**Extract to read**
# Changing from Sibelius to??



## Ricgus3 (Sep 29, 2021)

Hi! I work at a music high school where I teach orchestration and composing. In our final year students gets to write their own piece for our symphonic orchestra. We have used Sibelius a number of years now but the subscription model Sibelius has now is not sustainable for our school with needing to pay each year a large sum. 

So I have been asked to look around for alternatives.
—————-
What it needs to be able to do:

Handle a full orchestra template for note writing.

Having okay sounds (not general midi) as our students are more sensitive about how it sounds in the computer

Being able to produce good layout for a real orchestra.

————-

I have been looking at Dorico and am currently trying out the pro 30 trial. Anything else to look out for other than Finale?


----------



## Daryl (Sep 29, 2021)

All of my stuff is in Dorico. I use Sibelius for clients who ask for it. There are still a few things that Sibelius does better, but Dorico is way ahead in others, so it's a trade off. In time Dorico will improve, but Sibelius is nearing the end of what can be done, I suspect.


----------



## Ricgus3 (Sep 29, 2021)

Daryl said:


> All of my stuff is in Dorico. I use Sibelius for clients who ask for it. There are still a few things that Sibelius does better, but Dorico is way ahead in others, so it's a trade off. In time Dorico will improve, but Sibelius is nearing the end of what can be done, I suspect.


Thanks! How do you find dorico to handle layout for orchestral template. Right now I am having trouble finding how to show the “transposing key”, everything is in C, even the horns and clarinets etc. In Sibelius there is a big button in the home menu that shows the key the player uses. 

When printing/exporting in Dorico, does it show the correct key for the player parts?


----------



## d.healey (Sep 29, 2021)

Musescore, every student can have a copy.


----------



## Ricgus3 (Sep 29, 2021)

d.healey said:


> Musescore, every student can have a copy.


Never really got into the workflow of musescore. Felt clunky compare to Sibelius for me. Of course it is because I am used to Sibelius. Can musescore handle full orchestral writing?


----------



## youngpokie (Sep 29, 2021)

Ricgus3 said:


> Right now I am having trouble finding how to show the “transposing key”, everything is in C, even the horns and clarinets etc.


You can assign separate concert and transposing keys for an instrument and toggle which of these options gets displayed, per layout.

**Challenges**
a) According to the forum thread, why can the school no longer keep using Sibelius?
b) Repeat a passage of the forum thread word for word, starting at "So I have been" and ending at "other than Finale?".
Rely only on the forum thread above.

**Material supplied**
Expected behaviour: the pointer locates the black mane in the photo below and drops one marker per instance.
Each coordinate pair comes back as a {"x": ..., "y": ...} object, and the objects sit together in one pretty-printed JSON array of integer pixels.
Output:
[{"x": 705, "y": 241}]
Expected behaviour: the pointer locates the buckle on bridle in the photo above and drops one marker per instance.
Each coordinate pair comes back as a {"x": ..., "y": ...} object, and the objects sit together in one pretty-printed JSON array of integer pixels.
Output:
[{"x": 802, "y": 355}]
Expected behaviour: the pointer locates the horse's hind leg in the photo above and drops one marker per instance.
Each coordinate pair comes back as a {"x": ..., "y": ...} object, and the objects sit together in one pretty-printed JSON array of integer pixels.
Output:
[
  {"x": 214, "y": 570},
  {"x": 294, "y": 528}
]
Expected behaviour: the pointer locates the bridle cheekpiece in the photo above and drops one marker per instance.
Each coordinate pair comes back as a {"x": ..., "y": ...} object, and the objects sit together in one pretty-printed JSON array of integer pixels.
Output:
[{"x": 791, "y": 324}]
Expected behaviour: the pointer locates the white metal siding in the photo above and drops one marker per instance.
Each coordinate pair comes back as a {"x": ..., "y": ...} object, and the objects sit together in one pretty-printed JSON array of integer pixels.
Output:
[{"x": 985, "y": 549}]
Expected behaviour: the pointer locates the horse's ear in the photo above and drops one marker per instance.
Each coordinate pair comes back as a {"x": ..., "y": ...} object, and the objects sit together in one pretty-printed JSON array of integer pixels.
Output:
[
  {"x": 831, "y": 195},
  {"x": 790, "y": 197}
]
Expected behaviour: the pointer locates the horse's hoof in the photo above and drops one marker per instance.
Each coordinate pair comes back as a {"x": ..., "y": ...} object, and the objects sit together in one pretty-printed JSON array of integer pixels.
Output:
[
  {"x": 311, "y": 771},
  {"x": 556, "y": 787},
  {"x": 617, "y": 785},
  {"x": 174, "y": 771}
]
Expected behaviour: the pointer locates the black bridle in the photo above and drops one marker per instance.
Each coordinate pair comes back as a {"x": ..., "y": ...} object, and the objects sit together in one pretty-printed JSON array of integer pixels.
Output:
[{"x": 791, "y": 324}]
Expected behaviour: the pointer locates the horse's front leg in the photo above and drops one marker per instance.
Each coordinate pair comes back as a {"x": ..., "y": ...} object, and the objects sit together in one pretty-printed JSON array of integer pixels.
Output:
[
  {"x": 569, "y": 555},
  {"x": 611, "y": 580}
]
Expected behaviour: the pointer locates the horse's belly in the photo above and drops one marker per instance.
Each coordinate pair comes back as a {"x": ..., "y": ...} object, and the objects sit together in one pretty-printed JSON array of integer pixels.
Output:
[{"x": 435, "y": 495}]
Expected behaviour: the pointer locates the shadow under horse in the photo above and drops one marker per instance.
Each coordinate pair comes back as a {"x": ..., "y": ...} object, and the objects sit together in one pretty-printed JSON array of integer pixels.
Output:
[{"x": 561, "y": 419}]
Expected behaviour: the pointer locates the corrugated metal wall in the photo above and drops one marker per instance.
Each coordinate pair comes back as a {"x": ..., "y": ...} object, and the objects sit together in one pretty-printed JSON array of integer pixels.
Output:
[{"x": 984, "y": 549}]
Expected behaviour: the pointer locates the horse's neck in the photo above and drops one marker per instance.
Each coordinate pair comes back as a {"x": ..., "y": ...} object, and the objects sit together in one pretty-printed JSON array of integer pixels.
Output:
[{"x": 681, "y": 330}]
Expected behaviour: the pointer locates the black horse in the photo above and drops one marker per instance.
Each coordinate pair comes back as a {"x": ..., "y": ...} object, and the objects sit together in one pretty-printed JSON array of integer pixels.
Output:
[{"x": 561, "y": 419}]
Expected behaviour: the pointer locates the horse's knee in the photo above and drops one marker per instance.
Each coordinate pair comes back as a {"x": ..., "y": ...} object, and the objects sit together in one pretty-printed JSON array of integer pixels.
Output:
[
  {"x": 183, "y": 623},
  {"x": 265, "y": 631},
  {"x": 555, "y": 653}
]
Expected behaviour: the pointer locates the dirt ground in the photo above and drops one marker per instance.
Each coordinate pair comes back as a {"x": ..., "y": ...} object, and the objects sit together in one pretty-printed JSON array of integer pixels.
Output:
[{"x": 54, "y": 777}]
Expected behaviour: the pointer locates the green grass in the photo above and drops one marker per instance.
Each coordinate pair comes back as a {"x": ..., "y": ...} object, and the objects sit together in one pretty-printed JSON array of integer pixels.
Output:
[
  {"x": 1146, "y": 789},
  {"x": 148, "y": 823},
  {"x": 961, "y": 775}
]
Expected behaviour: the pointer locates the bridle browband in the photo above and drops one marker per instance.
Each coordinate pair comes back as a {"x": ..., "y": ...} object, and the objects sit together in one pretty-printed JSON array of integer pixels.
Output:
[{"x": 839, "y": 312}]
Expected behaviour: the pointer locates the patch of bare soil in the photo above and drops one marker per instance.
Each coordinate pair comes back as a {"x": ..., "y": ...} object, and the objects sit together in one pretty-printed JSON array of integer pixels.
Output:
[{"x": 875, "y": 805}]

**Answers provided**
a) Its subscription model means paying a large sum each year, which the school cannot sustain.

b)
So I have been asked to look around for alternatives.
—————-
What it needs to be able to do:

Handle a full orchestra template for note writing.

Having okay sounds (not general midi) as our students are more sensitive about how it sounds in the computer

Being able to produce good layout for a real orchestra.

————-

I have been looking at Dorico and am currently trying out the pro 30 trial. Anything else to look out for other than Finale?